◆ WHAT TO WORK ON
[A] In the tarot post, rewrite the paragraph beginning "On the Bembine Tablet" more briefly, keeping its main facts.
[B] Reproduce the passage of the tarot post between "On the Bembine" and "in his Histories.", inclusive.

◆ READING TEXT
☆ ☆ ☆ ☆ ☆ ☆ ☆

In this post I want to examine one feature in particular of the Bateleur (Magician), starting with the PMB, namely, his hat, in relation to his table and his position in the sequence as number one.
On the Bembine Tablet, which Pietro Bembo purchased in 1527 but probably was known before that (if perhaps stolen in the Sack of Rome), in one section a series of gods and priests have headdresses with horizontal wavy horns, as well as a ram. Similar horns, sometimes on a goat and sometimes with a solar disc held between a set of vertical horns, are on various reliefs in Egypt itself (of which I will show one in the image following, and another later on in this post)
At Dendera, to which I have already related several tarot motifs, these same horns are on figures on the exterior wall:
The ram or goat relates them to the sacred animal of the creator god Amun. Herodotus had talked about these animals in his Histories.

☆ ☆ ☆ ☆ ☆ ☆ ☆

◆ RECORD SET

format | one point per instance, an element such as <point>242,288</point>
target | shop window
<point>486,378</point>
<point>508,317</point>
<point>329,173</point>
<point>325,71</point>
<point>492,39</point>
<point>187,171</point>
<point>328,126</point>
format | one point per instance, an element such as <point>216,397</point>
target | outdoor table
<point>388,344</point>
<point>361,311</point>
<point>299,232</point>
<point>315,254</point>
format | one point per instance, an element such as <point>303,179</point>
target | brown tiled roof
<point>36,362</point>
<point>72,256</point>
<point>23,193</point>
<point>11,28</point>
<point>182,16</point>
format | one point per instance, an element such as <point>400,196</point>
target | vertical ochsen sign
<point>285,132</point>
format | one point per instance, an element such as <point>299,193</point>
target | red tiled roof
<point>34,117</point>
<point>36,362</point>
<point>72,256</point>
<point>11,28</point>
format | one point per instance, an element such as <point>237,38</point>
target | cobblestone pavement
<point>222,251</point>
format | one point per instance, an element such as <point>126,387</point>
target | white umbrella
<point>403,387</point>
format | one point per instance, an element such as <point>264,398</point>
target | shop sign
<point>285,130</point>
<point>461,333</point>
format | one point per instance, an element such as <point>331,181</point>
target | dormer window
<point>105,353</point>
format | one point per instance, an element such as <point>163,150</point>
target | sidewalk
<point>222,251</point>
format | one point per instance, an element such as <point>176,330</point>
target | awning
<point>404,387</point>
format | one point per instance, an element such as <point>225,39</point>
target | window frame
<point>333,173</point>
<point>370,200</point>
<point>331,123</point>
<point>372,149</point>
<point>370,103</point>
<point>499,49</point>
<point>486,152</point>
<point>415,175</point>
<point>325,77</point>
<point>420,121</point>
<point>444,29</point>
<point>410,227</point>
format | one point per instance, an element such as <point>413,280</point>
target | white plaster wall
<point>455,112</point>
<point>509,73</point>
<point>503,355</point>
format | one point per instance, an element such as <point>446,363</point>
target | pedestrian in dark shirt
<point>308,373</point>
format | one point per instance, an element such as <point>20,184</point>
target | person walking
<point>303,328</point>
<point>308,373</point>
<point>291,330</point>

☆ ☆ ☆ ☆ ☆ ☆ ☆

◆ RESULTS BY TASK
[A] Pietro Bembo bought the Bembine Tablet in 1527, though it was probably known earlier and may have been stolen in the Sack of Rome. One section shows gods and priests wearing headdresses with horizontal wavy horns, along with a ram. Similar horns appear on reliefs in Egypt, sometimes on a goat and sometimes with a solar disc held between vertical horns.

[B]
On the Bembine Tablet, which Pietro Bembo purchased in 1527 but probably was known before that (if perhaps stolen in the Sack of Rome), in one section a series of gods and priests have headdresses with horizontal wavy horns, as well as a ram. Similar horns, sometimes on a goat and sometimes with a solar disc held between a set of vertical horns, are on various reliefs in Egypt itself (of which I will show one in the image following, and another later on in this post)
At Dendera, to which I have already related several tarot motifs, these same horns are on figures on the exterior wall:
The ram or goat relates them to the sacred animal of the creator god Amun. Herodotus had talked about these animals in his Histories.